• **WHAT NEEDS TO BE DONE**
Reproduce all of the entries below exactly, without images.

Content starts

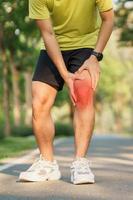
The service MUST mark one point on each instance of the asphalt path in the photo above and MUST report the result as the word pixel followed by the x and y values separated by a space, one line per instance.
pixel 112 164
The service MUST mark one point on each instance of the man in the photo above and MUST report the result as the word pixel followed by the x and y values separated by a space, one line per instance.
pixel 74 35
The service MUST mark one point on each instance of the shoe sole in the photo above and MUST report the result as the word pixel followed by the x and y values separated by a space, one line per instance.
pixel 49 177
pixel 83 182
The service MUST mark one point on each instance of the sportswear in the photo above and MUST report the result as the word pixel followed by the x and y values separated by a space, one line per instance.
pixel 47 72
pixel 76 23
pixel 41 170
pixel 81 172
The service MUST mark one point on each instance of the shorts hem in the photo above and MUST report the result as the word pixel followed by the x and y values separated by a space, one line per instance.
pixel 54 86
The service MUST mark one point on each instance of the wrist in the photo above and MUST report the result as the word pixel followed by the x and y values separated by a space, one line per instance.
pixel 97 55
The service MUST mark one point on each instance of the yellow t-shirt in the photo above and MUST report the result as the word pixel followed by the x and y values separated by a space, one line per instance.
pixel 76 23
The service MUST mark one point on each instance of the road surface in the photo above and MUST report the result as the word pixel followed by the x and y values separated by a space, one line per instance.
pixel 112 163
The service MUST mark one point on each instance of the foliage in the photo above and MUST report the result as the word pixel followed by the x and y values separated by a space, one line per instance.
pixel 124 20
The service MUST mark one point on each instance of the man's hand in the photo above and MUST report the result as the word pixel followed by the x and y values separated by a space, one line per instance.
pixel 69 80
pixel 93 67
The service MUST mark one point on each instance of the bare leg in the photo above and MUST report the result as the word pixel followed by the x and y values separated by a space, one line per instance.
pixel 43 126
pixel 84 114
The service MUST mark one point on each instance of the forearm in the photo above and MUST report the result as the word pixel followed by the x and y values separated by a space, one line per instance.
pixel 54 53
pixel 105 32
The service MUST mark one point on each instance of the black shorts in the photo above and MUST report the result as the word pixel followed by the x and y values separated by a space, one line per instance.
pixel 47 72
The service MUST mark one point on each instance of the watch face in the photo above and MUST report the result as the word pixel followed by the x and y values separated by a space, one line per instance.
pixel 99 56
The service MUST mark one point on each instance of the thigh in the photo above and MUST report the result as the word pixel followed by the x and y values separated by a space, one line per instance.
pixel 43 93
pixel 46 72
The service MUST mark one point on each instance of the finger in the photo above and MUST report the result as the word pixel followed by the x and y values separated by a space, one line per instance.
pixel 93 80
pixel 97 80
pixel 79 77
pixel 81 69
pixel 72 100
pixel 73 96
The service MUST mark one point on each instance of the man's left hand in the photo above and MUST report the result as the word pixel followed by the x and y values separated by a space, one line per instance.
pixel 93 67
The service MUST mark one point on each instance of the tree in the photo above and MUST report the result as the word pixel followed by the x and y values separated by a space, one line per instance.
pixel 124 21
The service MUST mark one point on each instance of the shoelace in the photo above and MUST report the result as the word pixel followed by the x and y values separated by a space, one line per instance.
pixel 39 164
pixel 82 166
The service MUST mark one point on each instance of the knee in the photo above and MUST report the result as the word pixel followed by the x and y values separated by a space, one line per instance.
pixel 84 93
pixel 39 106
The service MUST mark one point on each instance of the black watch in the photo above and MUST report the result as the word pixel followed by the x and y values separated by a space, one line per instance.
pixel 98 55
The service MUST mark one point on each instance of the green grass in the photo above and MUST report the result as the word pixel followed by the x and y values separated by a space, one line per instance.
pixel 13 146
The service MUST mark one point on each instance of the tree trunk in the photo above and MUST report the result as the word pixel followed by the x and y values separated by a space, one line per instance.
pixel 16 93
pixel 6 103
pixel 28 98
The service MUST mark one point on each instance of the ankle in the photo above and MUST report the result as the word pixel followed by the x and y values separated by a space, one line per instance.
pixel 48 158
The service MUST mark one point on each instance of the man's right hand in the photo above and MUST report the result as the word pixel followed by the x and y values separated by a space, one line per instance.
pixel 69 80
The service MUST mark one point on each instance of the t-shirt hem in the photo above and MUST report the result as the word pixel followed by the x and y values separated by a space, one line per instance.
pixel 105 10
pixel 73 48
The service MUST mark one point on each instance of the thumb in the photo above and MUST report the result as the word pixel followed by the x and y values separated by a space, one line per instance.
pixel 81 69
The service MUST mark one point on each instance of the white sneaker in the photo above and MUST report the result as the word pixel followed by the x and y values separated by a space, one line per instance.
pixel 41 170
pixel 81 172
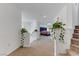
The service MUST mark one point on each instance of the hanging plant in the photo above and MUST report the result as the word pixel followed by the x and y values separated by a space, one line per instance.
pixel 23 31
pixel 58 26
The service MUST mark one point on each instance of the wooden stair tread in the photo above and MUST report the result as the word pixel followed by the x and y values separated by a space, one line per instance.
pixel 75 39
pixel 72 53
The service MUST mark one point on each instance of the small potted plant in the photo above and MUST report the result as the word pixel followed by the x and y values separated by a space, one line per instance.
pixel 58 30
pixel 23 31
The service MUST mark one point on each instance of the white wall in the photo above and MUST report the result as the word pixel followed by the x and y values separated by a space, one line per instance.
pixel 31 25
pixel 10 24
pixel 66 17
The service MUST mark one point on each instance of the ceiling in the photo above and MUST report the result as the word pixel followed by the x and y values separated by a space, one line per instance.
pixel 41 9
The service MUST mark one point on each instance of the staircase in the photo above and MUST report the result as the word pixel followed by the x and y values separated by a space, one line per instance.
pixel 74 49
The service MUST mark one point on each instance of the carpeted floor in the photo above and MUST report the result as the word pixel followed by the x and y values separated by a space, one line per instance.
pixel 40 47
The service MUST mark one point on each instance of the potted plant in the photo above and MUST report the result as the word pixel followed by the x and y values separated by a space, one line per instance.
pixel 23 31
pixel 58 30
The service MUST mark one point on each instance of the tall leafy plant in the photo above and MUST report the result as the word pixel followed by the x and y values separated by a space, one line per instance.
pixel 58 26
pixel 23 31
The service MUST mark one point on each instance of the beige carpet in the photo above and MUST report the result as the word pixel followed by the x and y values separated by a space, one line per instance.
pixel 40 47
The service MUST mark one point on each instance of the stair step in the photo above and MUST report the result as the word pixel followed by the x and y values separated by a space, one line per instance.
pixel 77 27
pixel 76 31
pixel 72 53
pixel 75 47
pixel 75 41
pixel 76 35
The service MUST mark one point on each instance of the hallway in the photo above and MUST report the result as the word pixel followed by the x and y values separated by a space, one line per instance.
pixel 40 47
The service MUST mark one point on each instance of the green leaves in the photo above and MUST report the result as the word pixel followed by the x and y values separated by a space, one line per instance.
pixel 23 30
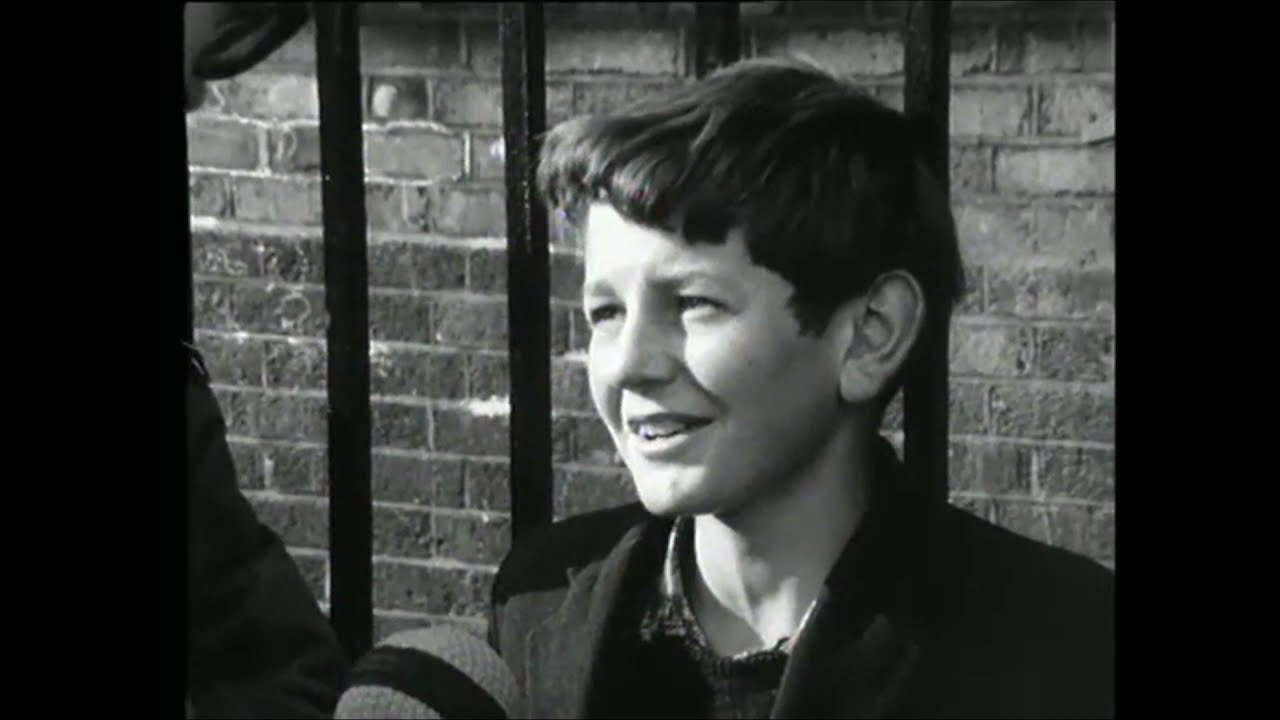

Content ends

• **RESPONSE TO THE TASK**
The service MUST mark one point on each instance of the asphalt path in the photo above and MUST report the result as the word pixel followed by the x and y values separated by a space, one line per instance.
pixel 112 164
The service MUST mark one point on each instance of the man in the photo above and MUST report the result as the word pixel followed by the x and y values separated by a space, one line per instance.
pixel 74 35
The service MUST mark one point on each instance of the shoe sole in the photo above and MUST report the result as the word pixel followed by the x and y values separated by a space, one line per instance.
pixel 49 177
pixel 83 182
The service MUST mark one point on each instance of the sportswear in the photo above and MUST report the result as the word pixel followed by the x and y values separated by a space, one line per instance.
pixel 47 72
pixel 76 23
pixel 41 170
pixel 81 172
The service MUST mark one point on each instance of the shorts hem in the photo above and MUST report the result as the word pixel followed by the x and y values separated by a space, one line per instance.
pixel 54 86
The service MUST mark one point on each instance of the wrist in the photo above and MUST report the result as the word pixel followed by the x and y values separated by a space, one line per instance.
pixel 97 55
The service MUST mark one point on each instance of the yellow t-shirt in the photo above and MUST report the result as the word pixel followed by the x and y values separated by a space, one line per instance.
pixel 76 23
The service MUST mark one point on each instance of the road surface in the photo above and MUST report the result as the word pixel followed by the x and y values separated by a space, one line per instance.
pixel 112 163
The service MUST mark one point on each instance of the foliage in the photo above and MUST report the result as the word pixel followed by the x and y values separated by a space, one line per instance.
pixel 124 20
The service MUST mark one point on each instance of the man's hand in the photo above and MUST report the result as the word pixel followed by the x and y values separated by a space, one line per instance.
pixel 69 80
pixel 93 67
The service MUST mark one point on each instance of the bare leg in the photo above and MUST report the result as the word pixel followed by the x and y values separated by a space, one line per instance.
pixel 43 126
pixel 84 114
The service MUST mark one point on each instance of the forearm in the photo above and MUST report the result as the word pixel followed by the x and y values separated by a space, one line per instance.
pixel 54 53
pixel 105 32
The service MUST mark one point on each instance of the black shorts in the photo above and MUST report the result as the word pixel followed by the x and y values separated by a space, one line per instance.
pixel 47 72
The service MUST mark one point on each instance of the watch face in the photo above and MUST report the result as the word pixel followed by the x and y values separated by a space, one line per instance.
pixel 99 56
The service MUST mark one point on each instance of the thigh in the photo above and MUST report the result as the word pixel followed by the x and y values separated by a space, one line per instance.
pixel 43 93
pixel 46 72
The service MUST mark one point on each instance of the finger in the photo above and MUST report the result as the word pixel followed by the x and y values separated by a space, one line per instance.
pixel 93 80
pixel 97 80
pixel 79 77
pixel 81 69
pixel 72 100
pixel 73 96
The service MUST mark one point on each instance of the man's left hand in the photo above and MUST report the result as the word pixel followed by the x and y values separated by a space, one line per instance.
pixel 93 67
The service MUST mark one point on each instance of the tree in the photo above and MUST report the result as the word pixel followed by the x and y values separated by a space, one line per instance.
pixel 124 21
The service MUST mark one point on each instance of the shoelace in the photo above and MUST report the result as the word pixel followed by the x and y values separated by a space, one line per instance.
pixel 39 164
pixel 82 166
The service MUST mark one point on each instance of the knee in the photo above and MUST report the result as the word pixel followed by the x and y values separated by a space, one line per instance.
pixel 84 93
pixel 39 106
The service MUST mark one point on each instance of the black watch in the photo above and MUST report the result as the word pixel followed by the x and y values separated by a space, one line per instance.
pixel 98 55
The service MUST mark one point on each instance of the green grass in the photo above and MUST report the result as the word pixel followed by the x and y values separated by a space, one line per instance.
pixel 13 146
The service MUST mark one point on each instance of the tree trunk in the photo above and MUST report the result as the word pixel followed by the x and y values separated by a space, one line per instance.
pixel 16 93
pixel 6 103
pixel 28 98
The service MUST mark one point on each instance of the ankle in the photo above and MUST report the result as the word pixel followed by the x and y values separated by a space, one line per instance.
pixel 48 158
The service MUST mark one point on each instance of the man's right hand in the photo above and MUST report the result as the word pixel followed by the x and y values separated by a space, one line per instance.
pixel 69 80
The service MUST mark one point on each instance of the t-shirt hem in the photo above and MUST report the result as the word pixel followed by the x and y values separated by a space, one line per instance.
pixel 105 10
pixel 73 48
The service MUST mark one point on each instance of the thumb in the photo above and MUST report the result as the word pixel followed by the x and y values separated by a space, one line per instance.
pixel 81 69
The service MUST mark one point on each instance of the white sneaker in the photo above and MUST report the result as the word pixel followed by the x and y values separated by a space, one line per instance.
pixel 41 170
pixel 81 172
The service MUST mark one point on each instance of the hanging plant in the photo above and MUST report the result as the word pixel followed by the x and y values separated by a space, one line per instance.
pixel 23 31
pixel 58 26
The service MUST mark one point on each instance of the wooden stair tread in the photo above and MUST report the result as the word pixel followed by the x and y values separated by a space, one line per instance.
pixel 75 39
pixel 72 53
The service MUST mark one point on each instance of the small potted plant in the photo above and MUST report the result as the word pixel followed by the x and y values separated by a space, one line per instance.
pixel 58 30
pixel 23 31
The service MUST mark one point on each instance of the white wall in the photo above and MUST report the result as the word pixel followed by the x and y values separated by a space, one line per instance.
pixel 31 25
pixel 10 24
pixel 66 17
The service MUST mark one point on each instance of the ceiling in the photo above and MUST report the result as the word pixel followed by the x and y values separated by a space, one line per instance.
pixel 41 9
The service MUST mark one point on each instance of the staircase in the photo above and MUST report the result as the word pixel followed by the x and y values separated by a space, one line per instance.
pixel 74 49
The service MUST mark one point on each instance of the carpeted floor in the photo above and MUST report the result as the word pixel followed by the x and y values separated by a space, one line per instance.
pixel 40 47
The service MUST mark one point on each instance of the potted plant in the photo above and MUST report the result as the word pixel followed by the x and y values separated by a space, one line per instance.
pixel 23 31
pixel 58 30
The service MUST mark one point on each instance of the tall leafy plant in the photo above and MUST report the result as the word pixel followed by the x and y values separated by a space, one line per instance.
pixel 58 26
pixel 23 31
The service MUST mark one point on each instance of the beige carpet in the photo above and MUST report the result as the word pixel followed by the x and y values separated by a space, one line per instance.
pixel 40 47
The service MUST mark one point on each instance of the stair step in the photo above and MUST report the result as the word pixel followed by the x and y values separated by a space, one line per instance.
pixel 77 27
pixel 76 31
pixel 72 53
pixel 75 47
pixel 75 41
pixel 76 35
The service MUST mark one point on each instance of the hallway in the photo above and MUST report the result as the word pixel followed by the x and y values separated by a space, one line per instance.
pixel 40 47
The service MUST mark one point on each instance of the green leaves in the photo above and MUST report the result as the word pixel followed by the x and y values separated by a space, one line per instance.
pixel 23 30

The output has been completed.